■ **Yapılacak işler**
1. Davutoğlu haberine göre aşağıdaki soruları yanıtlayın.
(a) Davutoğlu konuşmasını hangi programın açılışında yaptı?
(b) Davutoğlu, Hacı Bayram'ın çilehanesine kiminle gitti?
(c) Ankara Savaşı kaybedildiğinde devlet hangi döneme girdi?
2. Davutoğlu haberinde "Davutoğlu, AK Parti" sözlerinin geçtiği yerle başlayıp "gözlerinin dolduğunu kaydetti." sözleriyle biten bölümü aynen yazın.
3. Davutoğlu haberine göre aşağıdaki ifadeler doğru mu? Her biri için evet ya da hayır deyin ve haberdeki belirleyici sözleri aynen alıntılayın.
(a) Etiyopya'da 2005 yılında 341 Türk şirketi vardı.
(b) Abdülcelil'in gözleri doldu.
(c) Davutoğlu, Ankara'da yeni bir meclis kurulunca yeni bir devletin ortaya çıkmasını tesadüf olarak nitelendirdi.

■ **Belge**

Dışişleri Bakanı Davutoğlu: (2)

Dışişleri Bakanı Davutoğlu: (2) -Halkıyla mücadele eden hiç kimse yaşayamaz -Tarih akacaksa önce içinde biz akacağız -Etiyopyada 2005te 1 Türk şirketi vardı, şimdi ise 341
ANKARA (A.A) - Dışişleri Bakanı Ahmet Davutoğlu, halkıyla mücadele eden hiç kimsenin yaşayamayacağını söyledi.
     Davutoğlu, AK Parti Ankara İl Başkanlığı Siyaset Akademisinde düzenlenen, Lider Ülke Türkiye Yerel Yönetimler 2 başlıklı programın açılışında yaptığı konuşmada, Ankaranın son başkent olmasına rağmen, daha önceki bütün başkentlere ilham vermiş manevi bir mirası bulunduğunu belirterek, İstanbulun, fethin manevi mimarı Akşemseddin Hazretlerinin manevi terbiyesini Hacı Bayram Velinin çilehanesinde aldığını hatırlattı.
     Geçen hafta Ankarada bulunan Libya Ulusal Geçiş Konseyi Başkanı Mustafa Abdülcelil ile Hacı Bayramın çilehanesine gittiklerini ve orada Akşemseddini anlattığını ifade eden Davutoğlu, Abdülcelilin gözlerinin dolduğunu kaydetti.
     Davutoğlu, Ankara Savaşı kaybedildiğinde devletin Fetret Dönemine girdiğini, yine Ankarada yeni bir meclis kurulduğunda yeni bir devletin ortaya çıktığını dile getirerek, bunun bir tesadüf olmadığını söyledi.

■ **Veri kümesi alıntıları**

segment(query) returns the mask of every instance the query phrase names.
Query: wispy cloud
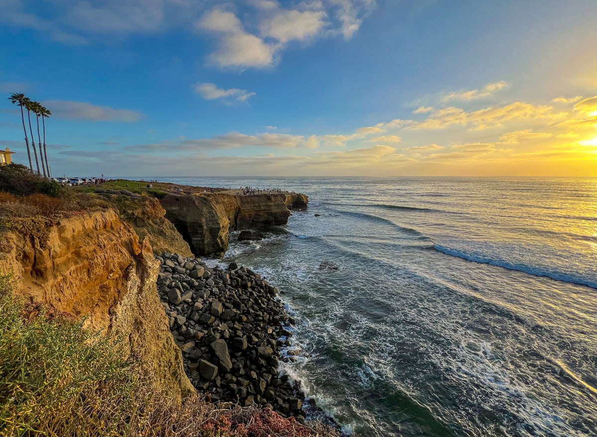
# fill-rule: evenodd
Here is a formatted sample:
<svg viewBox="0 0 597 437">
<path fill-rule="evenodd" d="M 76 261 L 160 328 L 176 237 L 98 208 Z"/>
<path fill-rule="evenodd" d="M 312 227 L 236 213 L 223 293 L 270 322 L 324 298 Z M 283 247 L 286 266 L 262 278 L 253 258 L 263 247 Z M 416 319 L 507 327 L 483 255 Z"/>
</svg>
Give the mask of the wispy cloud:
<svg viewBox="0 0 597 437">
<path fill-rule="evenodd" d="M 223 100 L 225 101 L 237 101 L 244 103 L 255 96 L 255 93 L 250 93 L 246 90 L 231 88 L 224 90 L 218 87 L 215 84 L 204 82 L 195 85 L 195 92 L 208 100 Z"/>
<path fill-rule="evenodd" d="M 496 92 L 508 87 L 509 84 L 505 81 L 487 84 L 480 90 L 461 90 L 458 91 L 444 93 L 440 94 L 439 101 L 443 103 L 451 100 L 470 101 L 479 99 L 491 97 Z"/>
<path fill-rule="evenodd" d="M 556 97 L 552 101 L 554 103 L 576 103 L 581 99 L 582 99 L 581 97 L 577 96 L 575 97 Z"/>
<path fill-rule="evenodd" d="M 115 109 L 84 101 L 44 100 L 44 106 L 58 118 L 88 121 L 122 121 L 133 122 L 141 119 L 143 115 L 130 109 Z"/>
<path fill-rule="evenodd" d="M 378 137 L 374 137 L 367 140 L 369 143 L 377 143 L 377 144 L 385 144 L 388 143 L 399 143 L 402 140 L 400 137 L 396 135 L 381 135 Z"/>
<path fill-rule="evenodd" d="M 431 152 L 433 150 L 439 150 L 444 149 L 443 146 L 439 146 L 436 144 L 429 144 L 426 146 L 416 146 L 414 147 L 408 147 L 405 150 L 410 150 L 412 152 L 416 152 L 417 153 L 421 152 Z"/>
<path fill-rule="evenodd" d="M 533 132 L 532 129 L 524 129 L 504 134 L 500 137 L 500 141 L 507 144 L 518 144 L 522 141 L 544 140 L 553 136 L 553 134 L 548 132 Z"/>
<path fill-rule="evenodd" d="M 0 82 L 0 93 L 26 93 L 31 85 L 22 82 Z"/>
</svg>

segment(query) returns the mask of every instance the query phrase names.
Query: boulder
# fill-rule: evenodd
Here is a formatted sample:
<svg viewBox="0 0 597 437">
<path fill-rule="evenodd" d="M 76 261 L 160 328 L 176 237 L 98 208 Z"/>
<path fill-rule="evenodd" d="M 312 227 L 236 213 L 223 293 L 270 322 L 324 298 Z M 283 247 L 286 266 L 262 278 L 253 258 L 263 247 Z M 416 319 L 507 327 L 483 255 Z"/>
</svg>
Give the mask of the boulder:
<svg viewBox="0 0 597 437">
<path fill-rule="evenodd" d="M 208 381 L 213 381 L 218 374 L 218 367 L 204 359 L 199 362 L 199 374 Z"/>
<path fill-rule="evenodd" d="M 180 291 L 178 288 L 170 288 L 168 292 L 168 300 L 170 303 L 174 305 L 178 305 L 181 301 L 180 298 Z"/>
<path fill-rule="evenodd" d="M 219 317 L 223 310 L 223 307 L 219 301 L 214 300 L 211 303 L 211 315 Z"/>
<path fill-rule="evenodd" d="M 273 350 L 269 346 L 259 346 L 257 347 L 257 352 L 261 356 L 271 356 L 273 353 Z"/>
<path fill-rule="evenodd" d="M 230 354 L 228 353 L 228 345 L 223 340 L 216 340 L 210 344 L 210 346 L 214 350 L 214 353 L 220 360 L 220 365 L 226 372 L 229 372 L 232 368 L 232 362 L 230 359 Z"/>
</svg>

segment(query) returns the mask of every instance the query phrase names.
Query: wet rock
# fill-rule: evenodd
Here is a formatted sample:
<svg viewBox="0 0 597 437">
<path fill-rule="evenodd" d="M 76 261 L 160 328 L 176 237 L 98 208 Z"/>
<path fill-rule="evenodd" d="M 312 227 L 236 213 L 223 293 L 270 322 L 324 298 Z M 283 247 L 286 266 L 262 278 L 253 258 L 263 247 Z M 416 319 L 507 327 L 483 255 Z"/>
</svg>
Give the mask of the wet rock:
<svg viewBox="0 0 597 437">
<path fill-rule="evenodd" d="M 181 301 L 180 298 L 180 291 L 179 291 L 178 288 L 170 288 L 170 290 L 168 292 L 168 300 L 170 303 L 174 305 L 178 305 L 180 303 Z"/>
<path fill-rule="evenodd" d="M 202 359 L 199 362 L 199 373 L 204 379 L 213 381 L 218 374 L 218 368 L 209 361 Z"/>
<path fill-rule="evenodd" d="M 222 313 L 223 310 L 223 307 L 222 307 L 221 303 L 220 303 L 217 300 L 214 300 L 211 303 L 211 315 L 214 317 L 219 317 Z"/>
<path fill-rule="evenodd" d="M 223 340 L 216 340 L 210 343 L 210 346 L 214 350 L 214 353 L 220 360 L 220 365 L 227 372 L 229 372 L 232 368 L 232 362 L 230 359 L 228 345 L 226 341 Z"/>
</svg>

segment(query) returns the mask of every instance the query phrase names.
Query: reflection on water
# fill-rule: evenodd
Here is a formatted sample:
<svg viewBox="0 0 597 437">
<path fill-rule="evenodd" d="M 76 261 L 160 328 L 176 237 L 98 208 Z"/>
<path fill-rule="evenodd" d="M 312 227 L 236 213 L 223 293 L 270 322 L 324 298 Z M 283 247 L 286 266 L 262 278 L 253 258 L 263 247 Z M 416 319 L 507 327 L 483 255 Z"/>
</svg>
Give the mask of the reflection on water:
<svg viewBox="0 0 597 437">
<path fill-rule="evenodd" d="M 169 180 L 309 195 L 224 261 L 286 292 L 287 371 L 359 435 L 597 435 L 597 180 Z"/>
</svg>

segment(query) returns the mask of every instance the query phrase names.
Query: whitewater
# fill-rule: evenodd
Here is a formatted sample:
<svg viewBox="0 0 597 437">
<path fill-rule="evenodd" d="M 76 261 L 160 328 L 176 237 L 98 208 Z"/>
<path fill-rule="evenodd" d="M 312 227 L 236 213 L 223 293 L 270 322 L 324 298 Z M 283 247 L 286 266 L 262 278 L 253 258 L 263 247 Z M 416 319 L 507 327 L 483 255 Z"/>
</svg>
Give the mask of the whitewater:
<svg viewBox="0 0 597 437">
<path fill-rule="evenodd" d="M 283 370 L 345 430 L 597 435 L 597 179 L 152 179 L 309 196 L 217 262 L 283 292 Z"/>
</svg>

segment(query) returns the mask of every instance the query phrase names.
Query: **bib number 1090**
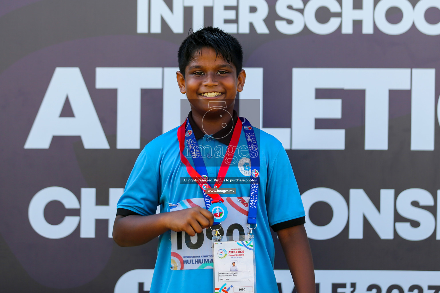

■ **Görev yanıtları**
1.
(a) AK Parti Ankara İl Başkanlığı Siyaset Akademisinde düzenlenen Lider Ülke Türkiye Yerel Yönetimler 2 başlıklı programın açılışında.
(b) Libya Ulusal Geçiş Konseyi Başkanı Mustafa Abdülcelil ile.
(c) Fetret Dönemine.

2.
Davutoğlu, AK Parti Ankara İl Başkanlığı Siyaset Akademisinde düzenlenen, Lider Ülke Türkiye Yerel Yönetimler 2 başlıklı programın açılışında yaptığı konuşmada, Ankaranın son başkent olmasına rağmen, daha önceki bütün başkentlere ilham vermiş manevi bir mirası bulunduğunu belirterek, İstanbulun, fethin manevi mimarı Akşemseddin Hazretlerinin manevi terbiyesini Hacı Bayram Velinin çilehanesinde aldığını hatırlattı.
     Geçen hafta Ankarada bulunan Libya Ulusal Geçiş Konseyi Başkanı Mustafa Abdülcelil ile Hacı Bayramın çilehanesine gittiklerini ve orada Akşemseddini anlattığını ifade eden Davutoğlu, Abdülcelilin gözlerinin dolduğunu kaydetti.

3.
(a) Hayır: "Etiyopyada 2005te 1 Türk şirketi vardı, şimdi ise 341"
(b) Evet: "Abdülcelilin gözlerinin dolduğunu kaydetti"
(c) Hayır: "bunun bir tesadüf olmadığını söyledi"